PROVIDED TEXT =>
City overcharges fitness center for utilities

Published 6:26 am Tuesday, October 16, 2007

By Staff
Error likely will result in water, sewer funds having revenue shortfall
By MIKE VOSS, Contributing Editor
The City of Washington has overcharged LifeStyles Medical Fitness Center at Beaufort County Hospital $169,185.56 for water and wastewater treatment.
An account audit discovered the billing error, according to city officials.
City Manager James C. Smith, during a brief interview Monday, said the city and hospital are working together to find an equitable solution to the problem. The city’s attorney is drawing up an agreement to resolve the matter, Smith said while attending a conference in Fayetteville.
The proposed agreement calls for the city to credit half of the $169,185.56 in 60 equal payments over the next five years against the hospital’s monthly utilities bill, with the balance due in lump sum in January 2013. The arrangement allows the city to make the larger payment after existing debt service declines after 2012.
Riggs said although the overbilling has not hurt the hospital’s financial health, the hospital would have preferred to have kept the money it was overcharged.
Bill Bedsole, the hospital’s chief executive officer, was out of his office Monday.
The billing error occurred over a period of two years.
If paid in a lump sum, the credit comes to 2.64 percent of the water fund’s $2.7 million sales revenue for the current fiscal year and 3.51 percent of the sewer fund’s $2,783,068 revenue for the current fiscal year, according to the memorandum. In addition to the refund owed to the hospital, the corrected billing on an annual basis will reduce water-fund revenues by approximately $30,000, or 1.1 percent, and sewer-fund revenues by approximately $40,000, or 1.4 percent.
A revenue shortfall ranging from 1.2 percent to 1.6 percent in the funds may be manageable without an effect on rates, Smith wrote in his memorandum.
The reason this error occurred is because the city uses the same software for its water, sewer and electric billing.
The company that provides the city’s billing software has been asked to lock out or eliminate that multiplier field for all water and wastewater accounts.
To prevent something similar from occurring in the future, a meeting involving all city employees who deal with billing matters will be conducted, Smith said. Those employees will be asked to notify their supervisors if and when they notice anomalies pertaining to billing procedures and data, he said. They also will be instructed how to better spot such anomalies, Smith said.
Sometime during late August, the center’s pool began leaking. Because of the leak, the water and wastewater service provided beyond the normal service appeared to be in excess of $20,000, according to the memorandum. The center’s monthly utilities bill has averaged from $4,000 to $6,000. At that point, it appeared the center owed the city more than $20,000, and it was recommended a payment plan be developed.
For about three and one half years after the center opened in July 2001, the center’s utilities account had not been properly charged after a contractor turned the center over to the hospital, according to the memorandum. As a result, there was a back charge paid by the hospital, but the back charge was not the full $21,720 the hospital should have paid for its first 41 months of water and wastewater treatment service. The hospital was charged $17,010 because of incorrect commodity charges being used, the memorandum reads.
Those events indicated a complete account review was needed, city officials concluded.

DATA EXTRACTS =>

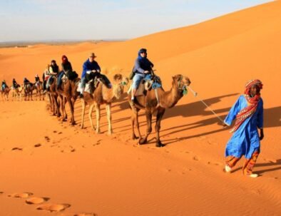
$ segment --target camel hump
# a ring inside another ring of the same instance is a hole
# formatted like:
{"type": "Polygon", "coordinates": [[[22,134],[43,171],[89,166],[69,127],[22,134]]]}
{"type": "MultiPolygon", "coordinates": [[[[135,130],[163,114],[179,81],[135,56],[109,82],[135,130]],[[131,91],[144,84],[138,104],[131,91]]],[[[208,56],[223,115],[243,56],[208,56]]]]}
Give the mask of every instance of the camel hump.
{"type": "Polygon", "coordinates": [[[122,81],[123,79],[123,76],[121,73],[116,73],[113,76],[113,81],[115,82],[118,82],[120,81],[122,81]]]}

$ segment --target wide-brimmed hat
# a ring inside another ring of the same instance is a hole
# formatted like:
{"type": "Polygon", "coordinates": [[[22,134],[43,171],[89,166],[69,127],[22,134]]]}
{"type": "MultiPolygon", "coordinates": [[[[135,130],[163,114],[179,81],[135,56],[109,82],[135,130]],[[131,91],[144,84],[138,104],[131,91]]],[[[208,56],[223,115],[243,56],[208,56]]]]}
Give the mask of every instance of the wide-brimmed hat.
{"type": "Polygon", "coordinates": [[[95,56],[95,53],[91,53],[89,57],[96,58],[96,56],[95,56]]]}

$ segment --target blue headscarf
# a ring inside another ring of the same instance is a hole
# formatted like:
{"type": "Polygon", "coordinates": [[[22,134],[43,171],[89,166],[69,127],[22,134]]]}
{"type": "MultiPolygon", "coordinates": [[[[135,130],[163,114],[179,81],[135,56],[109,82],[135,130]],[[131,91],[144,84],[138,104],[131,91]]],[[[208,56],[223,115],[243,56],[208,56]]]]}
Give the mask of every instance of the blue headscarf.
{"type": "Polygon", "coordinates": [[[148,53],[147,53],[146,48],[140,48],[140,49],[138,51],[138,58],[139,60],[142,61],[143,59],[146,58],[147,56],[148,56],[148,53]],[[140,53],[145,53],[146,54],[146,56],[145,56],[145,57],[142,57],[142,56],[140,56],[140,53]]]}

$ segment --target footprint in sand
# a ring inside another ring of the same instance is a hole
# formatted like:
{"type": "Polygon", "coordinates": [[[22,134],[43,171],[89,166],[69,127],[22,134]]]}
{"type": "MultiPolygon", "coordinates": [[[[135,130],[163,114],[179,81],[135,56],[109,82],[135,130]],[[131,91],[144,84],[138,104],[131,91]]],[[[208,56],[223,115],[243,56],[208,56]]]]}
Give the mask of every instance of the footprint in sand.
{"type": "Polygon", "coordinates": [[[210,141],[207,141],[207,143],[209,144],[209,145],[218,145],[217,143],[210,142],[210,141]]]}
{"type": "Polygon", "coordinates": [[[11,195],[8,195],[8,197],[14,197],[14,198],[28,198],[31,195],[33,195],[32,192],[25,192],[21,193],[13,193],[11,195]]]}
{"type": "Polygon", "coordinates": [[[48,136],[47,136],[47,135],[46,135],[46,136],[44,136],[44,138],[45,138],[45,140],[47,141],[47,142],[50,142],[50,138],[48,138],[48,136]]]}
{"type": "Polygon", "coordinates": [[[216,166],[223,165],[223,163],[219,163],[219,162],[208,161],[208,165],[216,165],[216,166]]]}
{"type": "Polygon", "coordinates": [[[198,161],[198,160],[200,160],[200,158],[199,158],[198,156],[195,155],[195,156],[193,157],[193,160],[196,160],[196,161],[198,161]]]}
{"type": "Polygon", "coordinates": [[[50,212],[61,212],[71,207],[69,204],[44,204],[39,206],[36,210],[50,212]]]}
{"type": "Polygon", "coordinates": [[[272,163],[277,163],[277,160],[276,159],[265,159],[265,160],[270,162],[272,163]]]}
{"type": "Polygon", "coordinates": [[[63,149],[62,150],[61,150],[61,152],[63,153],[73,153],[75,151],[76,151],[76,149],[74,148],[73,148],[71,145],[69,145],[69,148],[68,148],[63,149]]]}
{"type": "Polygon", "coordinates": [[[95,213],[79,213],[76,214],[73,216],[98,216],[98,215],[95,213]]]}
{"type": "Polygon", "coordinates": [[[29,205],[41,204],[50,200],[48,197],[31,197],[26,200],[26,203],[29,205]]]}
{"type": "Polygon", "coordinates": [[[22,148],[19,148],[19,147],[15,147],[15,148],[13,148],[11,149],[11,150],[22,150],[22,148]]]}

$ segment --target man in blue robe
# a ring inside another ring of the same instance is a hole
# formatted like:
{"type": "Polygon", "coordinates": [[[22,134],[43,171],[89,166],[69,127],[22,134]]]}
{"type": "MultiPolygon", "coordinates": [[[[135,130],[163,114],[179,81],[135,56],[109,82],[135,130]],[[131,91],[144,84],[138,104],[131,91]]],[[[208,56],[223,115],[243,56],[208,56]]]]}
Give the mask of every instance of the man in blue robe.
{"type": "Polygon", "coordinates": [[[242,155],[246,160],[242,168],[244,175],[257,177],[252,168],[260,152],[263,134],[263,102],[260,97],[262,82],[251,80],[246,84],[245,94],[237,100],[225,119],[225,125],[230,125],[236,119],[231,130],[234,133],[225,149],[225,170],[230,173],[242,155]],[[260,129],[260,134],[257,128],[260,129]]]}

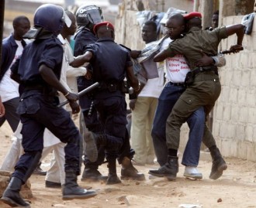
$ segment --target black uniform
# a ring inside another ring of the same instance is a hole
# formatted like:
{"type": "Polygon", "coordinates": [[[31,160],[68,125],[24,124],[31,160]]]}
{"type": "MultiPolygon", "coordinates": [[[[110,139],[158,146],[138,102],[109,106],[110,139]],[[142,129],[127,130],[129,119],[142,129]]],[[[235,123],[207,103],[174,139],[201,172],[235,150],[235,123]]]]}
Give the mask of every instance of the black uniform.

ACTIVITY => In the news article about the city's utility billing error, by how much was the fitness center overcharged for water and wastewater treatment?

COMPLETED TASK => $169,185.56